• [Exercise details]: In the article on Colorado flood rescues, what job does Augustina Tema hold?

• [Study text]:
-=-=-

Search-and-Rescue workers in Colorado are facing a common problem on their missions to find flood survivors: some undocumented immigrants won’t open the door or answer phone calls.
The rising flood waters and the imminent threat of bodily harm aren’t the problem for immigrants. It’s the fear that the person at the door works for Immigration and Customs Enforcement (ICE).
"My husband was with the baby. He didn't answer because he was afraid it was the ICE," Augustina Tema told the Denver Post. "He called me at work. He didn't know what to do."
Tema, who is a legal resident from Guatamala and works as cleaner at Walmart, said that despite losing many of her personal belonging to the raging flood waters she is worried about applying for assistance because she is unsure how this will affect her undocumented husband.
"I am a little confused. I am trying to rescue some of my memories," Tema said.
Tema’s predicament, and that of many of her neighbors in the Eastwood Mobile Home Park in Greeley, Colo. who are undocumented, is similar to those faced by undocumented immigrants following last year’s Hurricane Sandy, Hurricane Katrina in 2005 and many other U.S. natural disasters.

-=-=-

• [Dataset excerpt]:

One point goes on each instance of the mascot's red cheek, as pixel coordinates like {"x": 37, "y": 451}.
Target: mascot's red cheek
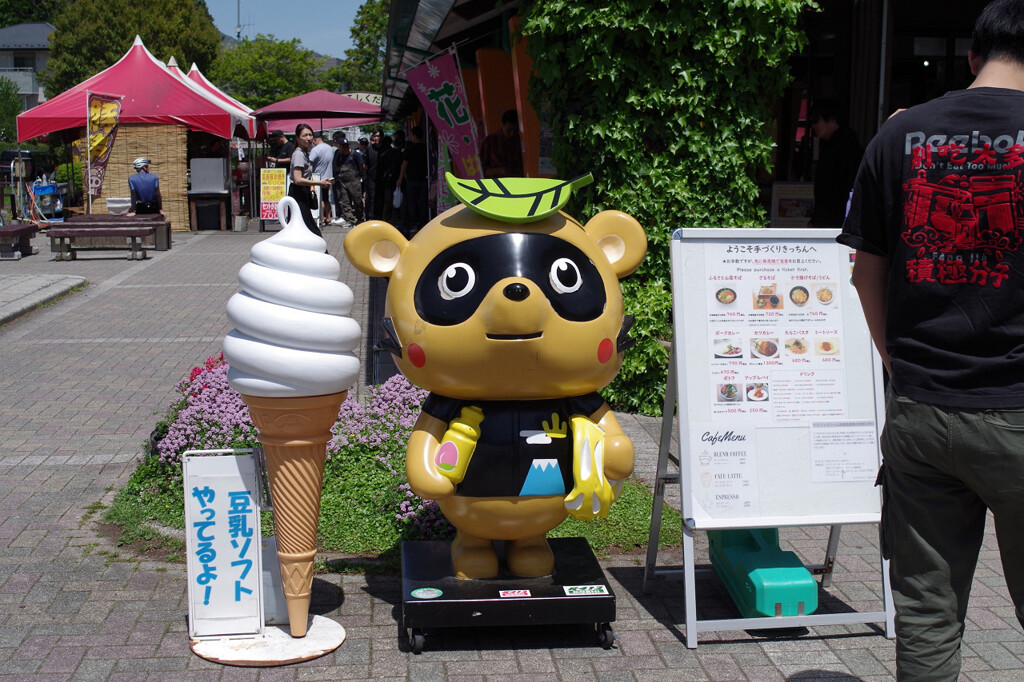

-=-=-

• [Expected output]: She works as a cleaner at Walmart.